(Dataset items)
--------------------------------
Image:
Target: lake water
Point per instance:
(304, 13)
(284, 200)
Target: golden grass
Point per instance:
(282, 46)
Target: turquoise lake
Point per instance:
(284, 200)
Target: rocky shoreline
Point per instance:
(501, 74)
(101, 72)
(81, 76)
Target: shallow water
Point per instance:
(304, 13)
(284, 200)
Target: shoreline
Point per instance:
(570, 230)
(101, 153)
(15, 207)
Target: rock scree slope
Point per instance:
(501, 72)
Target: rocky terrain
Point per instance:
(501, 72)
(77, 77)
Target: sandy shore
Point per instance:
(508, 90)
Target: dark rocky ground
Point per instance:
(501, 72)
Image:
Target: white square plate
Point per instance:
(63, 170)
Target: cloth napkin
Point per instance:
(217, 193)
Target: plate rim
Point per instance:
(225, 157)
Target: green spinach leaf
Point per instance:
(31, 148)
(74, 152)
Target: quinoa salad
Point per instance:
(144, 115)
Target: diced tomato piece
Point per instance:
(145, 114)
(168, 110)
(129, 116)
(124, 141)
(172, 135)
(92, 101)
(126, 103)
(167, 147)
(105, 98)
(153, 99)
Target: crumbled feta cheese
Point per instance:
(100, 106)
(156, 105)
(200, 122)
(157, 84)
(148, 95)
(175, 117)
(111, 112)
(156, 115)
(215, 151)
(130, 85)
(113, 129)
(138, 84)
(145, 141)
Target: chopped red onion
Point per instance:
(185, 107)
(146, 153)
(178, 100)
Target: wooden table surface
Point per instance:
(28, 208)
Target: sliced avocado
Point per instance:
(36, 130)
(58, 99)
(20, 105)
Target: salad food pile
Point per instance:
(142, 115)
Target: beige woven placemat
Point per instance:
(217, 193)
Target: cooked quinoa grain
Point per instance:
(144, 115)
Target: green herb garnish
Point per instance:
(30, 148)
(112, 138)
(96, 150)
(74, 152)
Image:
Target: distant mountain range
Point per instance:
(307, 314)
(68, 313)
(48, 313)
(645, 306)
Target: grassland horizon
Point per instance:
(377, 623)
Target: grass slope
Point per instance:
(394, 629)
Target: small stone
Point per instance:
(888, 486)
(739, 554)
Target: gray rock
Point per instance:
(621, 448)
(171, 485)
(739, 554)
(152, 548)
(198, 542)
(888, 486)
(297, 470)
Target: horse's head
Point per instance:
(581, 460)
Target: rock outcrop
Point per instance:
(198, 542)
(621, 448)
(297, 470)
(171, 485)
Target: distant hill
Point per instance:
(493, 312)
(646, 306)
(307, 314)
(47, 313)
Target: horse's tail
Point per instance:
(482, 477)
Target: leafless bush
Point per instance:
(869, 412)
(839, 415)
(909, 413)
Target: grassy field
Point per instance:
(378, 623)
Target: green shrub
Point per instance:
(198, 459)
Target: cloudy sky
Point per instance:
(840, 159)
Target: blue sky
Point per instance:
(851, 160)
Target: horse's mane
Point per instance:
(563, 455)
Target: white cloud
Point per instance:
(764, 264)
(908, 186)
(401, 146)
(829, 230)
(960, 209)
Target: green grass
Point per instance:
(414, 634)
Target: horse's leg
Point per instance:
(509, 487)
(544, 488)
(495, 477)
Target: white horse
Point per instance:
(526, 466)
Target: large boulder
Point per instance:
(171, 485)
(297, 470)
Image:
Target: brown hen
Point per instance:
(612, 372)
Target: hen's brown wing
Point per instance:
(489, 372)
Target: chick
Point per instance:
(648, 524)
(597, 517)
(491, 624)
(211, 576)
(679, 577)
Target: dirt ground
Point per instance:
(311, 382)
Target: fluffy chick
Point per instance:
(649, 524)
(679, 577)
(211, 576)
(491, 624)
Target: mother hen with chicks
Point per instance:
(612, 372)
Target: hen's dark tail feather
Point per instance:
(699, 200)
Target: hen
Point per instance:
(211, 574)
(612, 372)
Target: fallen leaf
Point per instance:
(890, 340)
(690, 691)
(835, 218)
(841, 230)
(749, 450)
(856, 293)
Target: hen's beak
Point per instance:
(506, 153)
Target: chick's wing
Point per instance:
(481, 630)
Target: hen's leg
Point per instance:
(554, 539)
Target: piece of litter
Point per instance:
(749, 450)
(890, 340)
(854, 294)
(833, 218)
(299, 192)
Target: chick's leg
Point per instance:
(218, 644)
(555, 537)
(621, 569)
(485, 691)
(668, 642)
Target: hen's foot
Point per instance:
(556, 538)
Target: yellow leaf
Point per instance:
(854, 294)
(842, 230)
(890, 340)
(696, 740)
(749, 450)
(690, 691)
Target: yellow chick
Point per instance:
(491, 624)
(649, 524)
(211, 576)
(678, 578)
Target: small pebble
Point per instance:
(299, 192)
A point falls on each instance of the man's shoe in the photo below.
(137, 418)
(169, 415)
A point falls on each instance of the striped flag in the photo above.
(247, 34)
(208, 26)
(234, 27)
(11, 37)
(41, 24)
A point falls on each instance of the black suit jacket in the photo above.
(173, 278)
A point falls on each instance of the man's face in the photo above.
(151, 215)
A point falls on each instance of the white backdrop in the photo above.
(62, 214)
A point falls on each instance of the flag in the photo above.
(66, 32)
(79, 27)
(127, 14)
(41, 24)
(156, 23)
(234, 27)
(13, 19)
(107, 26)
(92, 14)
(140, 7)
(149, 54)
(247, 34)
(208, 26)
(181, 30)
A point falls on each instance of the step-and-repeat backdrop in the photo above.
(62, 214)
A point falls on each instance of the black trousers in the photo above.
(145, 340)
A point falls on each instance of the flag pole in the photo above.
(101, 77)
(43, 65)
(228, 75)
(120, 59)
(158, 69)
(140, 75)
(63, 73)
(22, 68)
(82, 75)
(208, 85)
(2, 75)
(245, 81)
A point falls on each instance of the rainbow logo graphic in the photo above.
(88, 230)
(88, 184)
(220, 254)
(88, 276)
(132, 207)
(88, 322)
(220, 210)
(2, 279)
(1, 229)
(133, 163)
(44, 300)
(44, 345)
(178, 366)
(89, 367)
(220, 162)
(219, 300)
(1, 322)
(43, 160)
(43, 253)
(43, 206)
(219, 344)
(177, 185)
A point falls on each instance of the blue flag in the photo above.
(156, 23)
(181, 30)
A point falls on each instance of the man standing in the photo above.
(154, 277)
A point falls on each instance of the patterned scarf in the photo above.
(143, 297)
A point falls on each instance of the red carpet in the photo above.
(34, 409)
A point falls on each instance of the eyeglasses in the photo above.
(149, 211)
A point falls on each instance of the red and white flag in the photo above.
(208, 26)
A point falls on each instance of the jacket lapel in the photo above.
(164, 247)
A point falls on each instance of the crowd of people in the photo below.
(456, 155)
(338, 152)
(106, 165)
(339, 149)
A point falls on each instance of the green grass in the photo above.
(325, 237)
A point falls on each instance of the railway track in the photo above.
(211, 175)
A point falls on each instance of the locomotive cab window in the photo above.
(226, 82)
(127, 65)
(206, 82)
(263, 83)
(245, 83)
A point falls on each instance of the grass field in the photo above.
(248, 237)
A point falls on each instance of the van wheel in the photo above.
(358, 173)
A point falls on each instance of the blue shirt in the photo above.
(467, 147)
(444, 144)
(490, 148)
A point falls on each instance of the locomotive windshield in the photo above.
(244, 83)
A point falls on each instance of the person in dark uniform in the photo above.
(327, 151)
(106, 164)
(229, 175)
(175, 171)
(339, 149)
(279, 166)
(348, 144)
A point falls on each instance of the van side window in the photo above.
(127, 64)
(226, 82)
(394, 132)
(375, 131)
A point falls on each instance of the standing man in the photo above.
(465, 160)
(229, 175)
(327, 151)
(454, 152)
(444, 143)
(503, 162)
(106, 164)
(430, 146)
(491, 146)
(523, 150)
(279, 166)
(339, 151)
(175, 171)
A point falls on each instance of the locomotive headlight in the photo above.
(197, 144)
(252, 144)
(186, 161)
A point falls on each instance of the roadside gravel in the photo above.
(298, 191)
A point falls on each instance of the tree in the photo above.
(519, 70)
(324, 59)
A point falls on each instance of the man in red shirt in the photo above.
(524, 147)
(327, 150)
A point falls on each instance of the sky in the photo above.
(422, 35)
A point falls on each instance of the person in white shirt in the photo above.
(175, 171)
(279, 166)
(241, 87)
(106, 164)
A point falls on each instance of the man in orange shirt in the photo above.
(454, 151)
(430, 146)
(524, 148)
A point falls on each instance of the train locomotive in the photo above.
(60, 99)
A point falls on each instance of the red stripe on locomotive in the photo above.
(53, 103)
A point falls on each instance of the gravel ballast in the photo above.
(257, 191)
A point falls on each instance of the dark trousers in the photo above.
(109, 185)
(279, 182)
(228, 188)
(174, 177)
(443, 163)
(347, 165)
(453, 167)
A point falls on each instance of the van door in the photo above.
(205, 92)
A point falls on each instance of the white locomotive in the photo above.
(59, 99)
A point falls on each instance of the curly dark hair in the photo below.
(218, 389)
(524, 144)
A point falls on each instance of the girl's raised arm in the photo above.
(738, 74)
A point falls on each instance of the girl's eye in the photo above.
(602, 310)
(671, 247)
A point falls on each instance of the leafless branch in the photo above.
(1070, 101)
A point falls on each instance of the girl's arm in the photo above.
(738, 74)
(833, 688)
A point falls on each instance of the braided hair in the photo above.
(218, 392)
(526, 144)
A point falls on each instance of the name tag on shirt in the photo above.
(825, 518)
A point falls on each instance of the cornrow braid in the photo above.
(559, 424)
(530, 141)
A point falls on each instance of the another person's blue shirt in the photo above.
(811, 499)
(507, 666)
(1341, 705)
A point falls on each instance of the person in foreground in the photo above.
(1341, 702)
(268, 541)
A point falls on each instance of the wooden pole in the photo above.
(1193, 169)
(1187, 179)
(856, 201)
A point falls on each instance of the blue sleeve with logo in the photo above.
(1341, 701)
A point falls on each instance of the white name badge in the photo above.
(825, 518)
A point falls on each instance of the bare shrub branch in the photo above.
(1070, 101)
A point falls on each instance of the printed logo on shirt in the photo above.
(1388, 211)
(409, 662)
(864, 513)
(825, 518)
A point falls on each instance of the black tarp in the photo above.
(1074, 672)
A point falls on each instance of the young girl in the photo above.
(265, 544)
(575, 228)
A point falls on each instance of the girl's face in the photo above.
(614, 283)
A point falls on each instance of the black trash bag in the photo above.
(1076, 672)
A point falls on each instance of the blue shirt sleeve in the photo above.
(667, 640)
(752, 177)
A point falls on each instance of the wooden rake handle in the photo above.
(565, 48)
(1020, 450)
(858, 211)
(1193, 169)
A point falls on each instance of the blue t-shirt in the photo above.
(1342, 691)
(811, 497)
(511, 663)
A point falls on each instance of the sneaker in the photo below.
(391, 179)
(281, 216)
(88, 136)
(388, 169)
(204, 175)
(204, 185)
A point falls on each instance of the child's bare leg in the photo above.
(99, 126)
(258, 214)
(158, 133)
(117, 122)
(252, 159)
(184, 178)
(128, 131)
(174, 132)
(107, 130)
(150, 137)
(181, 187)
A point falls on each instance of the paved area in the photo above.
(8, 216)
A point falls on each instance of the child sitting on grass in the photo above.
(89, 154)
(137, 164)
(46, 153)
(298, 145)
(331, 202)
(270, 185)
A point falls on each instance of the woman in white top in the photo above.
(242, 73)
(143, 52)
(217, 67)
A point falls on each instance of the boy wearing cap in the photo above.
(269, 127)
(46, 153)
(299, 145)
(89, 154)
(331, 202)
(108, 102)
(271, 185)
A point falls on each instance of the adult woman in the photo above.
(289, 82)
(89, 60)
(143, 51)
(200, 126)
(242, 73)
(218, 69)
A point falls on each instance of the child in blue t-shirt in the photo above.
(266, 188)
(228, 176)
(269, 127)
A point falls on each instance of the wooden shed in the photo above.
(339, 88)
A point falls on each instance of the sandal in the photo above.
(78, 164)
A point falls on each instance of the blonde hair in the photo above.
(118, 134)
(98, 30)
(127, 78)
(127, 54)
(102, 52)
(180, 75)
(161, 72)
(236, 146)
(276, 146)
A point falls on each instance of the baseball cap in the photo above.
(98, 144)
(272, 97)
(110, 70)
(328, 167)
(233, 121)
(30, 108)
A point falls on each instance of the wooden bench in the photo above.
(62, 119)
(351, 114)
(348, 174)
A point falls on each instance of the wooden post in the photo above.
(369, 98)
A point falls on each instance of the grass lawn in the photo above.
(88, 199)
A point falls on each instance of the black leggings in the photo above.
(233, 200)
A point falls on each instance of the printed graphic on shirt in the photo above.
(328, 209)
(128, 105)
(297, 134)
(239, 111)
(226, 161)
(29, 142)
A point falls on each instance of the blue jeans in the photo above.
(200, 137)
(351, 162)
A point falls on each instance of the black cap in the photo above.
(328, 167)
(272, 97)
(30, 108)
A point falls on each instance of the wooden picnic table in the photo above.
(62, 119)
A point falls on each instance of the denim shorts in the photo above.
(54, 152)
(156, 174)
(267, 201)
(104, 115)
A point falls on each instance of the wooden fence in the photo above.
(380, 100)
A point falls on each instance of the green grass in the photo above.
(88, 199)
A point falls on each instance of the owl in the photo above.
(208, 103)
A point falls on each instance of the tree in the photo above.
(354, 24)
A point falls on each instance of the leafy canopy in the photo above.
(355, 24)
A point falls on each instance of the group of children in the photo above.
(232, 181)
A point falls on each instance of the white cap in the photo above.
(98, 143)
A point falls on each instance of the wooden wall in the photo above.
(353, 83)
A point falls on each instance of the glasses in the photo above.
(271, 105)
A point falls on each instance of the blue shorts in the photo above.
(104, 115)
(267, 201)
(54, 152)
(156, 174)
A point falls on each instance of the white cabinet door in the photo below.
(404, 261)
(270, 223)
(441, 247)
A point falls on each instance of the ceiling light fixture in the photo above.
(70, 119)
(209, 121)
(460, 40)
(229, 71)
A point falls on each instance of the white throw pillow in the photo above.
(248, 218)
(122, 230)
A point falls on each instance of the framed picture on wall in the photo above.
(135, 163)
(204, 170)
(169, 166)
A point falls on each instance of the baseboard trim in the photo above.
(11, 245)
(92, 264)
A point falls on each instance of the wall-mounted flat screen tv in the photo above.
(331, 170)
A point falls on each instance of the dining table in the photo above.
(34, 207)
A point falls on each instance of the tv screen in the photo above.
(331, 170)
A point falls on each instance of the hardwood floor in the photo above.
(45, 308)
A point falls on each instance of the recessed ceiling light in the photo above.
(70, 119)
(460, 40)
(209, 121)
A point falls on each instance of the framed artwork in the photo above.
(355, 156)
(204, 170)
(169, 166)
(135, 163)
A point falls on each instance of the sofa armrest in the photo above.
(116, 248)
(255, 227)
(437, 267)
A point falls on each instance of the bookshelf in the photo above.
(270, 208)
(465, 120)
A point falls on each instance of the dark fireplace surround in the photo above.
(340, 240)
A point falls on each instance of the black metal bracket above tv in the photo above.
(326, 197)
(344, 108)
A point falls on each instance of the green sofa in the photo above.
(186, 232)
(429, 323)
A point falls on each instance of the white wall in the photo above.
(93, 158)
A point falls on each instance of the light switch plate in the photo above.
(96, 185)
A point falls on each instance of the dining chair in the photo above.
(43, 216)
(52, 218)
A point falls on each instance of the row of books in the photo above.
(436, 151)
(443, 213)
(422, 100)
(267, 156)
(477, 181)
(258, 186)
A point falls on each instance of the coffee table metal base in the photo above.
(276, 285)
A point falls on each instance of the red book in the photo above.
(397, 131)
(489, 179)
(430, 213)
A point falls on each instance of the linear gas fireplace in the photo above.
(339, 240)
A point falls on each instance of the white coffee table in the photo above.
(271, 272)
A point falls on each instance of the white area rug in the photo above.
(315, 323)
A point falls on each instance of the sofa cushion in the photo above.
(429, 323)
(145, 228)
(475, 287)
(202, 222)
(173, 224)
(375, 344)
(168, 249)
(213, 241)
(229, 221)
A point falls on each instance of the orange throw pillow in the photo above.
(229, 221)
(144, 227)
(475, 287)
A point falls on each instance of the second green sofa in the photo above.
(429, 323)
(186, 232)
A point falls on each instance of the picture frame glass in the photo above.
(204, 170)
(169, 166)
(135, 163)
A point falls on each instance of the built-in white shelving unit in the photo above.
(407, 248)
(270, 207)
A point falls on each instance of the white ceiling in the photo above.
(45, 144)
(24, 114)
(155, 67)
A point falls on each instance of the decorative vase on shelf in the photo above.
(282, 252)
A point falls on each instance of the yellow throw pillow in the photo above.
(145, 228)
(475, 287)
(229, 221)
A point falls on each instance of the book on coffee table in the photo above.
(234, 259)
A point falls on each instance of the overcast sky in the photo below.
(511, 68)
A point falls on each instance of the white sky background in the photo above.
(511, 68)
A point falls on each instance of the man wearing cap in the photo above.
--------------------------------
• _OBJECTIVE_
Copy the listing above word for word, starting with the line that contains "A point falls on each instance of the row" and continuing through the last line of the listing.

• _RESULT FOR THIS EXERCISE_
A point falls on each instance of the row of books in the photo above.
(436, 151)
(443, 213)
(422, 100)
(267, 156)
(477, 181)
(258, 186)
A point falls on each instance of the coffee table metal base in the photo above.
(276, 285)
A point falls on each instance of the red book in the photo above.
(397, 131)
(489, 179)
(430, 213)
A point falls on each instance of the linear gas fireplace in the photo above.
(339, 240)
A point falls on each instance of the white coffee table in the photo above.
(271, 272)
A point falls on each instance of the white area rug in the photo above.
(315, 323)
A point falls on each instance of the sofa cushion in the photo above.
(429, 323)
(145, 228)
(475, 287)
(202, 222)
(173, 224)
(375, 344)
(168, 249)
(213, 241)
(229, 221)
A point falls on each instance of the orange throw pillow in the photo above.
(229, 221)
(144, 227)
(475, 287)
A point falls on each instance of the second green sofa in the photo above.
(429, 323)
(186, 232)
A point falls on each instance of the picture frame glass in the photo above.
(204, 170)
(169, 166)
(135, 163)
A point falls on each instance of the built-in white shelving unit in the photo above.
(407, 248)
(270, 207)
A point falls on each instance of the white ceiling in the photo above.
(45, 144)
(24, 114)
(155, 67)
A point falls on each instance of the decorative vase on shelf in the photo above.
(282, 252)
A point falls on each instance of the yellow throw pillow in the photo above.
(145, 228)
(475, 287)
(229, 221)
A point falls on each instance of the book on coffee table in the photo above.
(234, 259)
A point falls on each instance of the overcast sky in the photo below.
(511, 68)
A point falls on each instance of the white sky background in the photo above.
(511, 68)
A point falls on each instance of the man wearing cap in the photo above.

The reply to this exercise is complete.